What this task involves: Please copy word for word every line from the one containing "Where can you find the metal handrail" through the end of the items below, leaving out the pictures.
# Start of Materials provided
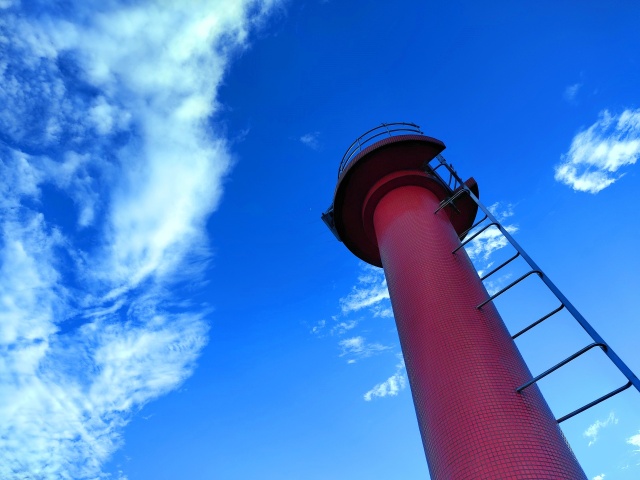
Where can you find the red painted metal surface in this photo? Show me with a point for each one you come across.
(463, 366)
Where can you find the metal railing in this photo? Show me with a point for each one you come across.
(598, 341)
(367, 138)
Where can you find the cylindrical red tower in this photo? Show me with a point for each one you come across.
(462, 364)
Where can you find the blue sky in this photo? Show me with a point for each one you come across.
(172, 305)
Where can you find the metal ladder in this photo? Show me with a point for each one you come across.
(457, 189)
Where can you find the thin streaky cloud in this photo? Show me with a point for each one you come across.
(90, 331)
(571, 92)
(311, 140)
(598, 154)
(355, 348)
(591, 433)
(635, 441)
(391, 386)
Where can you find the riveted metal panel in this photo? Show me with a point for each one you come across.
(462, 365)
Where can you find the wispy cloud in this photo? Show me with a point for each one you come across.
(571, 92)
(593, 430)
(391, 386)
(111, 107)
(356, 348)
(599, 152)
(370, 291)
(635, 441)
(311, 140)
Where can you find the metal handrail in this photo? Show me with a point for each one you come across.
(367, 138)
(588, 328)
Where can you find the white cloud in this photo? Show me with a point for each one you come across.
(635, 441)
(597, 153)
(311, 140)
(343, 327)
(592, 431)
(369, 293)
(391, 386)
(571, 92)
(86, 338)
(357, 347)
(485, 244)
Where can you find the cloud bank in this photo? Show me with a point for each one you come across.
(109, 169)
(599, 152)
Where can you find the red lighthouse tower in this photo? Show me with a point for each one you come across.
(393, 210)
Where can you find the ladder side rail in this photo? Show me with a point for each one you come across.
(595, 336)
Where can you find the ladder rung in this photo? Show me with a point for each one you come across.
(464, 234)
(450, 200)
(595, 402)
(475, 235)
(496, 295)
(503, 265)
(562, 363)
(537, 322)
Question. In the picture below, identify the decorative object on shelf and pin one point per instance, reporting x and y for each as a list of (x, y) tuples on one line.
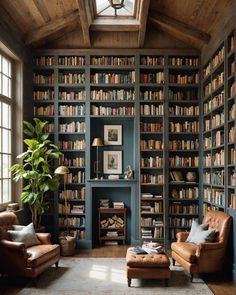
# End of Materials provided
Problem solution:
Where can you find the metal handrail in this photo? Show me with a point for each one you come across.
(367, 138)
(588, 328)
Where can you find the white cloud in this photo? Show me with a point for each one you come across.
(635, 441)
(597, 153)
(311, 140)
(343, 327)
(592, 431)
(369, 293)
(391, 386)
(571, 92)
(86, 338)
(357, 347)
(485, 244)
Where can you find the cloud bank in this photo? Show me with a point for each one you come across.
(109, 169)
(599, 152)
Where can you find the red lighthouse tower in this photo? Show me with a point for each one you come across.
(393, 210)
Where can you find the ladder side rail in this photo? Show me with a point for each one you come across.
(595, 336)
Where can you find the ladder rung in this photo? Show me with a point for each one you come across.
(464, 234)
(450, 200)
(595, 402)
(475, 235)
(496, 295)
(503, 265)
(562, 363)
(537, 322)
Question. In the picture below, identify the decorative object on shelf and pin one point per instance, reporting x and y for each as a list of (x, y) tuples on one line.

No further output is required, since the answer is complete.